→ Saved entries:

--- START ---

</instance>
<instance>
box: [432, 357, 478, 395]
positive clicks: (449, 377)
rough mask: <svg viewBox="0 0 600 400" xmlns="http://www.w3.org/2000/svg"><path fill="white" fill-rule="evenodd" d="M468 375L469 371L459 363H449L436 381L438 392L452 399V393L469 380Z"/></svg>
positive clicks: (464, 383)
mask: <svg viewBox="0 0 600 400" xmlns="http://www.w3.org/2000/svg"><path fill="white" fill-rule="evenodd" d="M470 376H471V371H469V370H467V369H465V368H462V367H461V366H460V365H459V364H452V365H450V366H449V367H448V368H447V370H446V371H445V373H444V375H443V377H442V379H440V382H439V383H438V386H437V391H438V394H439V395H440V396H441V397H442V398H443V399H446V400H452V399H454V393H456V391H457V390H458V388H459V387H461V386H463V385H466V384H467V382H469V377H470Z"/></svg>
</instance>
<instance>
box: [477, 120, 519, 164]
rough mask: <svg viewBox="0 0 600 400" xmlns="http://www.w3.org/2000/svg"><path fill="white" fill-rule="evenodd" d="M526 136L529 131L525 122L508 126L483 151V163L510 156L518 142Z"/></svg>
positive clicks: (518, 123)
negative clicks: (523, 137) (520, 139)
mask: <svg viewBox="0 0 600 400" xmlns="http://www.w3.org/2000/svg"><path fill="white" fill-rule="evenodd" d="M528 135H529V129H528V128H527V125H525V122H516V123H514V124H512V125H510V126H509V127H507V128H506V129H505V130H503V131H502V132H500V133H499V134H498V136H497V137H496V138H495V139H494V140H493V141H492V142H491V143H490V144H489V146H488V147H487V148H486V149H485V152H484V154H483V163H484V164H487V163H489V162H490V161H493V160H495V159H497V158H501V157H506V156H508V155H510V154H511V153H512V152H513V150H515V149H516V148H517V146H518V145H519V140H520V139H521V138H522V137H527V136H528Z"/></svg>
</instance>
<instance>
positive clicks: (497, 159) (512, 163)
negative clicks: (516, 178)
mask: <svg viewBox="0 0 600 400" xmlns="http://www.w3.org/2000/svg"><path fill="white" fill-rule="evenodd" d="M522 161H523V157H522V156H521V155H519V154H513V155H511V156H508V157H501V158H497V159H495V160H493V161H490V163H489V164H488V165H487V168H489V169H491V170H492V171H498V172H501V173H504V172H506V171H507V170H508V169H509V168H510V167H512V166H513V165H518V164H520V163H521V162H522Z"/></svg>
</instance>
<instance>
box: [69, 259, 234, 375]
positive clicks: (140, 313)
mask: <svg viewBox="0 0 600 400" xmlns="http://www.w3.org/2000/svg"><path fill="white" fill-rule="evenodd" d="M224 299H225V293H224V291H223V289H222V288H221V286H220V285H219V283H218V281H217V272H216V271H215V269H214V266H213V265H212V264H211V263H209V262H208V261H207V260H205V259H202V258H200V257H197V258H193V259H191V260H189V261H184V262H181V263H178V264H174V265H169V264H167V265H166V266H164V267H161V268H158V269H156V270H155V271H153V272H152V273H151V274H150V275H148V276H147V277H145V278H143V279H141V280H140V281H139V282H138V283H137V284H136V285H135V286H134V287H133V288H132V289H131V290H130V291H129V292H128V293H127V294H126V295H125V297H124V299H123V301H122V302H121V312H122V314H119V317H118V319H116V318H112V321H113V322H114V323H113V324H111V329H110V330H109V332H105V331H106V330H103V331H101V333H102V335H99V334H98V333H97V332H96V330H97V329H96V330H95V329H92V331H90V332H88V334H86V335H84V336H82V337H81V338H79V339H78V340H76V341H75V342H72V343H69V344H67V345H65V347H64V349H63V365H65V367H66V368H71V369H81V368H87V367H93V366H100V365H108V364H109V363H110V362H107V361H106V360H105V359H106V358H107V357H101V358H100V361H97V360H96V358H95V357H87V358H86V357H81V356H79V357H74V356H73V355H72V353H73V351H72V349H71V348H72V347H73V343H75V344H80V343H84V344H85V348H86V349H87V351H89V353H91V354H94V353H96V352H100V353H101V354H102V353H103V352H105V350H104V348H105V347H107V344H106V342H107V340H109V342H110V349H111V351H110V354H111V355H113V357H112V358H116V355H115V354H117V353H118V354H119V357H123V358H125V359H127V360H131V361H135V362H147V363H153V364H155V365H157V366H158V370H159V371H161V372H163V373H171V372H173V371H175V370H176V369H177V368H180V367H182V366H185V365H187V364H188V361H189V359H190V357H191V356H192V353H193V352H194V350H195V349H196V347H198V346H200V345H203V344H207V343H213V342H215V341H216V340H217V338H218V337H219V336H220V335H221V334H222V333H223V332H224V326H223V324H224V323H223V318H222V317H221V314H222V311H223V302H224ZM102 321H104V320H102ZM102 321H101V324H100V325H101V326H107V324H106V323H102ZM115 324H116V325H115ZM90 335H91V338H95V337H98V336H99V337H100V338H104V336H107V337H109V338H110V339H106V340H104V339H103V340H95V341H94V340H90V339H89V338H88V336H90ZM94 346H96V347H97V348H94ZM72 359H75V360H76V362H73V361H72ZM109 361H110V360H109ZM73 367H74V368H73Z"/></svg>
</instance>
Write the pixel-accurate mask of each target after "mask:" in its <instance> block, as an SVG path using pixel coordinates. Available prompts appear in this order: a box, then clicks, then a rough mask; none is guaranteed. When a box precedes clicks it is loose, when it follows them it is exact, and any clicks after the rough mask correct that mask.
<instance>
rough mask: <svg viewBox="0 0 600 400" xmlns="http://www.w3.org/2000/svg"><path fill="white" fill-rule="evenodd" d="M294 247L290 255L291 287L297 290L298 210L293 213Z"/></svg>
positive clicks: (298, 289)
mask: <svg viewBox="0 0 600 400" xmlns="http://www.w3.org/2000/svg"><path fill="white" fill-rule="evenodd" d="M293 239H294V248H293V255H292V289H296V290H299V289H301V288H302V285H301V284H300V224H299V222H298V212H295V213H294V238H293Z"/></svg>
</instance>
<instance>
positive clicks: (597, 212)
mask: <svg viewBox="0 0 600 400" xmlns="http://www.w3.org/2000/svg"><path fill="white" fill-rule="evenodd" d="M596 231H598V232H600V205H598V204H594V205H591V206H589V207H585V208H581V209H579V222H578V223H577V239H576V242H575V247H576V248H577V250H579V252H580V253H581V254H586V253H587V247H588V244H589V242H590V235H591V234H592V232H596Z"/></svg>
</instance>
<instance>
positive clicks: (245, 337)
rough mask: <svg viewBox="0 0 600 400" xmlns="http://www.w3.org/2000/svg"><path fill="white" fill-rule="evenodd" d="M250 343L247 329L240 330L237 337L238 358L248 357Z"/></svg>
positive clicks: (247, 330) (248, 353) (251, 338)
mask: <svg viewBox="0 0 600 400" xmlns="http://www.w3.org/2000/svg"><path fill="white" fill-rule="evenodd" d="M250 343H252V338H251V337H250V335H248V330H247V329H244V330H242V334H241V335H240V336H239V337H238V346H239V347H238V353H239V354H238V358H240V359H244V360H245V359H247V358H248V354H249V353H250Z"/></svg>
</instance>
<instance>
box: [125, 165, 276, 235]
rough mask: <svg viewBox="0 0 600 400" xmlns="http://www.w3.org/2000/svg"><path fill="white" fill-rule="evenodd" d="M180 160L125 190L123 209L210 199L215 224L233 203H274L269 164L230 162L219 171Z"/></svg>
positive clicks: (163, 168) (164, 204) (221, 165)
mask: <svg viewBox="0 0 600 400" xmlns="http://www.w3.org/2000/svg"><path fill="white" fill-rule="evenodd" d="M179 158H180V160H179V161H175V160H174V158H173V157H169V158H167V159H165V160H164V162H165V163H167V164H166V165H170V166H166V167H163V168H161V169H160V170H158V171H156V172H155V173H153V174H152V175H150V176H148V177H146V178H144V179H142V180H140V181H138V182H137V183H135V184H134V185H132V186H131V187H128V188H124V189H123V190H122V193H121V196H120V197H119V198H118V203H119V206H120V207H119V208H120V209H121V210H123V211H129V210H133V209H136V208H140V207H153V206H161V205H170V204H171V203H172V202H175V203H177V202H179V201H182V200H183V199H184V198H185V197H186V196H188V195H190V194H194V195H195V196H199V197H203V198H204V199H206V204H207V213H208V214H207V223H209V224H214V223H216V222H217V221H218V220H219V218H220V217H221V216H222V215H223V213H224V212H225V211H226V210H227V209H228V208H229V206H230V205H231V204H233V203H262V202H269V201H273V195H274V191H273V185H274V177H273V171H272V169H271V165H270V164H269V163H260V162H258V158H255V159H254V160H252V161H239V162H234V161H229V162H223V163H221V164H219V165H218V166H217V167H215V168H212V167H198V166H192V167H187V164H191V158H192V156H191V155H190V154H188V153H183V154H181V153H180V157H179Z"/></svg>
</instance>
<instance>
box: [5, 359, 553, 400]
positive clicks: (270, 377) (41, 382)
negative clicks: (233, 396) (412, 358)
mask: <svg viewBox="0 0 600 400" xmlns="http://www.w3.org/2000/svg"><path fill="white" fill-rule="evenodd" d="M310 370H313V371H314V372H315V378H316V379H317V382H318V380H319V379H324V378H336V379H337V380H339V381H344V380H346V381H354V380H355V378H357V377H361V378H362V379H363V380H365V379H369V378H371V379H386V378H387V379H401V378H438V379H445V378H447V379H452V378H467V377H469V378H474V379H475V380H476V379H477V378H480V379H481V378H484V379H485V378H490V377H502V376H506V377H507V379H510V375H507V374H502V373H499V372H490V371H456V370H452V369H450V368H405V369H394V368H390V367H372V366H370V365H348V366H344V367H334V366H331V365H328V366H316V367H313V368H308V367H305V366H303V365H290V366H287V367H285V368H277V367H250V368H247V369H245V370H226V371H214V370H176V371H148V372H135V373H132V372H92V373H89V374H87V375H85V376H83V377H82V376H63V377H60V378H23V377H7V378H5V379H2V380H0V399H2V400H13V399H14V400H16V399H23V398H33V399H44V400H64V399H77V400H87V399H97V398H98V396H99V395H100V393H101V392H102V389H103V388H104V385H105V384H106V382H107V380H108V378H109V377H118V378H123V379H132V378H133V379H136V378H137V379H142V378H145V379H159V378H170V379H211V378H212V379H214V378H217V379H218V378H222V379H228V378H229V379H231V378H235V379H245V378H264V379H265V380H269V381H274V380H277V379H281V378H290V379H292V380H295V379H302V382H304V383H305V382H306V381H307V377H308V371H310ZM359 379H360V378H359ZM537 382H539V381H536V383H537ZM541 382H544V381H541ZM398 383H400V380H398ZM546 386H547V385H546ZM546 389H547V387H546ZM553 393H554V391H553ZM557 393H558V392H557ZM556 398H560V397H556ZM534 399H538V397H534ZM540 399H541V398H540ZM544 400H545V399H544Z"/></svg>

--- END ---

Extract each line of the listing above that contains the string "positive", matching case exactly.

positive clicks: (449, 377)
positive clicks: (464, 383)
positive clicks: (518, 123)
positive clicks: (497, 159) (512, 163)
positive clicks: (140, 313)
positive clicks: (298, 289)
positive clicks: (597, 212)
positive clicks: (245, 337)
positive clicks: (247, 330) (248, 353) (251, 338)
positive clicks: (163, 168) (164, 204) (221, 165)
positive clicks: (270, 377) (41, 382)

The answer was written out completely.